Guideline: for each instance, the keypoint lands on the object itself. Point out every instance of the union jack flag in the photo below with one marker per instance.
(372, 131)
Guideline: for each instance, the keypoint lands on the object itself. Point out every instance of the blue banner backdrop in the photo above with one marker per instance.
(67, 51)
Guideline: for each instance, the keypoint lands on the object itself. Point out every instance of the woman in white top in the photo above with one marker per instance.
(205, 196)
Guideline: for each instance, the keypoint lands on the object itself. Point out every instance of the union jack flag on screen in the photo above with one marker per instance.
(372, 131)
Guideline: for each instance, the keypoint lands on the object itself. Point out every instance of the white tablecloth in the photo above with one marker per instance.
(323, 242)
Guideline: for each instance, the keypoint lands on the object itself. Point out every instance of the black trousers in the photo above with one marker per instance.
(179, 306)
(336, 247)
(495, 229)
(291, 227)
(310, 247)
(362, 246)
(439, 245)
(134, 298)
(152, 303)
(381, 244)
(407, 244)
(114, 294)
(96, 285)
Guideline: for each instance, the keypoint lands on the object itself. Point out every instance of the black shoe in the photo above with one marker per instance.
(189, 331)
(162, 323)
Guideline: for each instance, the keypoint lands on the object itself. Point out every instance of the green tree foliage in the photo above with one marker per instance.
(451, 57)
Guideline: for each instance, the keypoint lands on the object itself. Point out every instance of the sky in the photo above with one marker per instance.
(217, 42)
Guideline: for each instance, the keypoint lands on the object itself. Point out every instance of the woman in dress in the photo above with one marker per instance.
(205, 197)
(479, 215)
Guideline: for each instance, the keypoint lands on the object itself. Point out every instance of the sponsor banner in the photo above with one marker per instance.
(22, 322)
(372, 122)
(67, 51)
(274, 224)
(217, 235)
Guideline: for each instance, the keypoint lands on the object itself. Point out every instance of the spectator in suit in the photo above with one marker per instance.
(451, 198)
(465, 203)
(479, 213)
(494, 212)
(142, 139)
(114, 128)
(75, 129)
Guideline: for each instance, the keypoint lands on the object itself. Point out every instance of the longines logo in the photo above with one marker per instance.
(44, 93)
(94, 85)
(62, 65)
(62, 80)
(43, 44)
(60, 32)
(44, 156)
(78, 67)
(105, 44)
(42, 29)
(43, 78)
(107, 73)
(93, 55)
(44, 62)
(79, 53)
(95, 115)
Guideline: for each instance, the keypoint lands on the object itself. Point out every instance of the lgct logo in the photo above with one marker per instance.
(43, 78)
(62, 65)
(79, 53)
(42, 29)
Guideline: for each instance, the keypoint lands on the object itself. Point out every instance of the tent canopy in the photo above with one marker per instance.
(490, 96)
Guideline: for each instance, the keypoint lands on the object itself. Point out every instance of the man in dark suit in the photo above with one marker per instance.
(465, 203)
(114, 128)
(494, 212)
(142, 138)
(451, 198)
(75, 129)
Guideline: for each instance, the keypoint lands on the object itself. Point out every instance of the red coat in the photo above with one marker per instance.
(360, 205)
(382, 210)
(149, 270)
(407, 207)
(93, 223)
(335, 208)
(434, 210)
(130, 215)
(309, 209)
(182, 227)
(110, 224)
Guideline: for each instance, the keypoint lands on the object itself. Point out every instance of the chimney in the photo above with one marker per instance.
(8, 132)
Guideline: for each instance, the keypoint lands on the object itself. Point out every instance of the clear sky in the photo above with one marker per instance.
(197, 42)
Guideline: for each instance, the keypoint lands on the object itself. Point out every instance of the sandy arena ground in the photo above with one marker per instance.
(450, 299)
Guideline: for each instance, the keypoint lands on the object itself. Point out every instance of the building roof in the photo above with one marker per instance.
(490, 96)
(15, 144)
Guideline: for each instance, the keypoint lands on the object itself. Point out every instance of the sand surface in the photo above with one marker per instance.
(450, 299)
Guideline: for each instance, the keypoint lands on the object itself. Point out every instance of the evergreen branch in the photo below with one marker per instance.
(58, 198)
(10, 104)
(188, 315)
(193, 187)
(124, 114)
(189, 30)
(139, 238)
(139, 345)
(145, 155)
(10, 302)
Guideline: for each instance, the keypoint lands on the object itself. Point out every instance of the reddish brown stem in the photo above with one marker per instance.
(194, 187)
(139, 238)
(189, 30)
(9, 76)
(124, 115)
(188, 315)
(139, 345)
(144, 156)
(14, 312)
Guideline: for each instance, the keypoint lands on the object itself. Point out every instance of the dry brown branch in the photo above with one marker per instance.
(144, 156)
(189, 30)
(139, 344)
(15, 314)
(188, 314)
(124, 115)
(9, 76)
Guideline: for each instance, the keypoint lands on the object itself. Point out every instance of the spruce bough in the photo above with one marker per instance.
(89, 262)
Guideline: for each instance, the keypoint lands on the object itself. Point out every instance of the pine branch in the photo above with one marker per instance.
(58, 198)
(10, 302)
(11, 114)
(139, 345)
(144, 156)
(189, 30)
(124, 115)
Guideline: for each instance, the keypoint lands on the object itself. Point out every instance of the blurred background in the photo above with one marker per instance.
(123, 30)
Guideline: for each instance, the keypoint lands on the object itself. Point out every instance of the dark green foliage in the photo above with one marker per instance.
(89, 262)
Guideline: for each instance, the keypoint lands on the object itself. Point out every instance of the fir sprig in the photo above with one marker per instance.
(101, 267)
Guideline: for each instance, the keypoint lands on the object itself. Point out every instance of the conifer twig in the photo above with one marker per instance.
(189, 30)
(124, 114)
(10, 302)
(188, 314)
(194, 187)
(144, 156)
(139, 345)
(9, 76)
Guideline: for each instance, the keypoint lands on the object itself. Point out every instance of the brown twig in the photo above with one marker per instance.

══════

## What is required
The entire set of records should be returned exactly.

## Written solution
Guideline: for each instance, the keypoint lands on the object itself. Point out every instance of the union jack flag in the photo below with one marker per instance.
(372, 131)
Guideline: for each instance, the keypoint lands on the object itself. Point out every instance of the blue banner backdrop in the photo above with one marker per instance.
(67, 51)
Guideline: for each instance, the keypoint lands on the object itself. Point out every instance of the woman in white top in the photo above with one marker per instance.
(205, 196)
Guideline: for each instance, the keypoint lands on the object itself. Point out every instance of the union jack flag on screen in the photo above with one marker per instance.
(372, 131)
Guideline: for each instance, the keypoint lands on the object itself. Point out every instance of the white tablecloth in the photo above with one marker per instance.
(323, 242)
Guideline: for each instance, the keypoint lands on the object itself. Point out every instance of the black trousers in the photo above with one marker per instance.
(179, 306)
(336, 247)
(495, 229)
(291, 227)
(310, 247)
(362, 246)
(439, 245)
(134, 298)
(152, 303)
(381, 244)
(407, 244)
(114, 294)
(96, 285)
Guideline: for each instance, the keypoint lands on the object itself. Point out every instance of the black shoe in the photo above with one marker per instance.
(189, 331)
(162, 323)
Guideline: for each instance, the keypoint lands on the object itself. Point out every instance of the green tree foliage in the photo above with one marker per instance.
(451, 57)
Guideline: for each instance, the keypoint lands on the object itself. Point out every instance of the sky in the photo above with one marker per instance.
(217, 42)
Guideline: for each instance, the keypoint lands on the object itself. Point out every instance of the woman in dress in the photo above with one marker per instance.
(205, 197)
(479, 215)
Guideline: for each instance, the keypoint lands on the object itself. Point out every instance of the sponsor banner in the photo above with one marker per instance.
(22, 322)
(372, 122)
(67, 51)
(274, 224)
(217, 235)
Guideline: for each instance, the keypoint lands on the object itself. Point out every instance of the spectator in suit in the photo above with one marker per instance.
(451, 198)
(465, 203)
(479, 213)
(494, 212)
(142, 139)
(114, 128)
(75, 129)
Guideline: for each instance, the keypoint lands on the object itself. Point out every instance of the longines logo in the photo above with one marker per instance.
(44, 93)
(94, 85)
(62, 65)
(62, 80)
(43, 44)
(60, 32)
(44, 156)
(78, 67)
(105, 44)
(42, 29)
(43, 78)
(107, 73)
(93, 55)
(44, 62)
(79, 53)
(95, 115)
Guideline: for each instance, the keypoint lands on the object itself. Point out every instance of the lgct logo in the photo above with one marker per instance.
(43, 78)
(62, 65)
(79, 53)
(42, 29)
Guideline: for each instance, the keypoint lands on the object itself. Point out every instance of the tent canopy in the photo above with one marker per instance.
(490, 96)
Guideline: for each instance, the keypoint lands on the object itself. Point out every instance of the man in dark suit in the photo above with one marker per instance.
(465, 203)
(114, 128)
(494, 212)
(142, 138)
(451, 198)
(75, 129)
Guideline: for each instance, the keypoint lands on the object itself. Point out every instance of the red coat in the photo above with one marker per instance.
(360, 205)
(382, 210)
(149, 270)
(407, 207)
(93, 223)
(335, 208)
(434, 210)
(130, 215)
(309, 209)
(182, 227)
(110, 224)
Guideline: for each instance, the keypoint lands on the object itself. Point out every instance of the chimney in the photo above with one marker per instance.
(8, 132)
Guideline: for each instance, the keypoint lands on the object itself. Point out every instance of the clear sky in the photo above with one marker per instance.
(197, 42)
Guideline: for each instance, the keypoint lands on the object itself. Point out every instance of the sandy arena ground in the photo above with one marker per instance.
(450, 299)
Guideline: for each instance, the keypoint lands on the object itself. Point out every instance of the building roof in the photo above with one marker per instance.
(490, 96)
(15, 144)
Guideline: for each instance, the keypoint lands on the object itself. Point out every instance of the sand surface in the photo above with one marker per instance.
(450, 299)
Guideline: for each instance, the keypoint lands on the object itself. Point out every instance of the evergreen branch in the photo below with one marker per instance.
(58, 198)
(10, 104)
(188, 315)
(193, 187)
(124, 114)
(189, 30)
(139, 238)
(139, 345)
(145, 155)
(10, 302)
Guideline: for each instance, the keypoint lands on the object itself. Point out every instance of the reddish brown stem in the photo above with one marker per instance.
(194, 187)
(139, 238)
(189, 30)
(9, 76)
(124, 115)
(188, 315)
(139, 345)
(144, 156)
(14, 312)
Guideline: for each instance, the keypoint lands on the object itself. Point out every instance of the dry brown branch in the photo above with one marker per instance.
(144, 156)
(189, 30)
(139, 344)
(15, 314)
(188, 314)
(124, 115)
(9, 76)
Guideline: for each instance, the keypoint lands on the object itself. Point out every instance of the spruce bough in the photo above with one marker per instance.
(89, 262)
Guideline: for each instance, the keypoint lands on the object itself. Point out every instance of the pine branch in the photo above with one marker per instance.
(58, 198)
(10, 302)
(11, 114)
(139, 345)
(144, 156)
(189, 30)
(124, 115)
Guideline: for each instance, the keypoint lands on the object itself. Point out every instance of the blurred background in the photo above with one marker per instance.
(123, 30)
Guideline: for each instance, the keypoint lands on the object itself. Point out every instance of the dark green foliage in the photo above with one marker per instance.
(89, 262)
Guideline: for each instance, the keypoint lands on the object itself. Point out every instance of the fir sprig in the photo above with one marker per instance.
(101, 267)
Guideline: for each instance, the keypoint lands on the object itself. Point out every instance of the conifer twig in the photo above with one marker per instance.
(189, 30)
(124, 114)
(10, 302)
(188, 314)
(194, 187)
(144, 156)
(139, 345)
(9, 76)
Guideline: for each instance, the keypoint lands on the object itself. Point out every instance of the brown twig in the photo above with one marker per instance.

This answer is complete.